> [WHAT YOU NEED TO DO]: Please reproduce the part of the NFS storage thread below that begins at the words "Yes, we will" and stops after "is another problem?".

(sorry for double post earlier)
Le 25/11/2018 à 18:19, Nir Soffer a écrit :>
Hello,
Our cluster use NFS storage (on each node as data, and on a NAS for
export)
Looks like you invented your own hyperconverge solution.
Well, when we looks at the
network specs for Gluster to works, we
thinked initially that was a more reasonable solution. Seems that might
be true for VM, but deep wrong for the engine for any case.
Regarding the engine, we thinked (once again), that the backup will
allow us to rebuild in case of problem. Wrong again, backup won't work
with new installation, and even if it's looks like it works on things
that haven't changed, it doesn't.
The NFS server on the node will always be accessible on the node, but if
it is
not accessible from other hosts, the entire DC may go down.
Also you probably don't have any redundancy, so failure of single node cause
downtime and data loss.
We have RAID and regular backups, but that's not good
enough, of course.
Yes, we will try to rebuild our cluster with that, at last for engine.
We currently have a huge problem on our cluster, and export VM as OVA
takes lot's of time.
The huge problem is slow export to OVA or there is another problem?
At this time, we have mostly all data cover by backup or OVA, but nearly
all VMs are down and can't be restarted (i explain why at the end of the
mail). Some export in OVA failed (probably, but not only), because of of
free space on storage. So we have to rebuild a clean cluster without
destroying all the data we still have on our disks. (Import domains
function should do the trick, i hope)
I checked on the NFS storage, and it looks like there's files who might
be OVA in the images directory,
I don't know the ova export code, but I'm sure it does not save in the
images
directory. It probably creates temporary volume for preparing and
storing the
exported ova file.
Arik, how do you suggest to debug slow export to OVA?
That might not be a bug, some
of them make hundred of Gb, it can be
"normal". Anyway, files doesn't have the .ova extension (but the size
matchs the vms)
and OVF files in the the master/vms
OVF should be stored in OVF_STORE disks. Maybe you see files
created by an old version?

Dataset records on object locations
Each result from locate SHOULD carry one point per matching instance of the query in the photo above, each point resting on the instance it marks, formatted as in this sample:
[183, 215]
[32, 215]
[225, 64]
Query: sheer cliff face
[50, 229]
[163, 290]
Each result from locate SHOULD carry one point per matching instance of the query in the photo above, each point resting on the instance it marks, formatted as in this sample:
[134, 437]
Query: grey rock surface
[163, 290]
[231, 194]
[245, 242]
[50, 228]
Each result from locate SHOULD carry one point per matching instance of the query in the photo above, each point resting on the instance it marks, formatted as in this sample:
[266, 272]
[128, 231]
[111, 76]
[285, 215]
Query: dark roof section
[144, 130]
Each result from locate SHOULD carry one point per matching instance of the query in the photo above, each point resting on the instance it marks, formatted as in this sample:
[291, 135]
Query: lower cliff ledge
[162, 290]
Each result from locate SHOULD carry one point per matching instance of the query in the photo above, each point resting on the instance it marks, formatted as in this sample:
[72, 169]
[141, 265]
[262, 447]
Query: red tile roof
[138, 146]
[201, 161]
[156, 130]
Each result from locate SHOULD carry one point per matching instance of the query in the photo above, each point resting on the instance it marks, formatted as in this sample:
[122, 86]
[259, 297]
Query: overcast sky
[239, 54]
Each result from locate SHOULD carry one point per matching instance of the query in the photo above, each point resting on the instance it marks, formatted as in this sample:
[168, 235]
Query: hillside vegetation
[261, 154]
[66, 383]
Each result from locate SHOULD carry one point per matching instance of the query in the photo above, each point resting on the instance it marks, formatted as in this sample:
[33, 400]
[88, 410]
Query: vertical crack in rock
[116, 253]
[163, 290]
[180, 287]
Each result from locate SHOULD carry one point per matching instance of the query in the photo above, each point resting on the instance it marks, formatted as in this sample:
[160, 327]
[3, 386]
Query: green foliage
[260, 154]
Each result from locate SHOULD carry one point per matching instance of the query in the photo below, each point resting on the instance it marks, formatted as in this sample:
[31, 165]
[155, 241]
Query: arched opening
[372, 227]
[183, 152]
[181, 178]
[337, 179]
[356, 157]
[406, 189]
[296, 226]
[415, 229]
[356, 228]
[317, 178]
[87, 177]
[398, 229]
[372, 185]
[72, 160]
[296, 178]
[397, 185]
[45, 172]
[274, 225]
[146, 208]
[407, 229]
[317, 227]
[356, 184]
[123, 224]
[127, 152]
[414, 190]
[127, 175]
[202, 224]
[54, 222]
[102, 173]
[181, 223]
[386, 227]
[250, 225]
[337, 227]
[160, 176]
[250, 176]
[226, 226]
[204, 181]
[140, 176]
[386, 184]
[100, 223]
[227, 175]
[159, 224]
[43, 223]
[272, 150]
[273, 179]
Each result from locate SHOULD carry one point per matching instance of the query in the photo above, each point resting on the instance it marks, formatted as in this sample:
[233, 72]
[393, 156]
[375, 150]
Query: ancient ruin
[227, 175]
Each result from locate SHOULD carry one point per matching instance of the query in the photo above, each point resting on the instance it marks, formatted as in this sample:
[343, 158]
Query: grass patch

> [CORRECT RESPONSE]:
Yes, we will try to rebuild our cluster with that, at last for engine.
We currently have a huge problem on our cluster, and export VM as OVA
takes lot's of time.
The huge problem is slow export to OVA or there is another problem?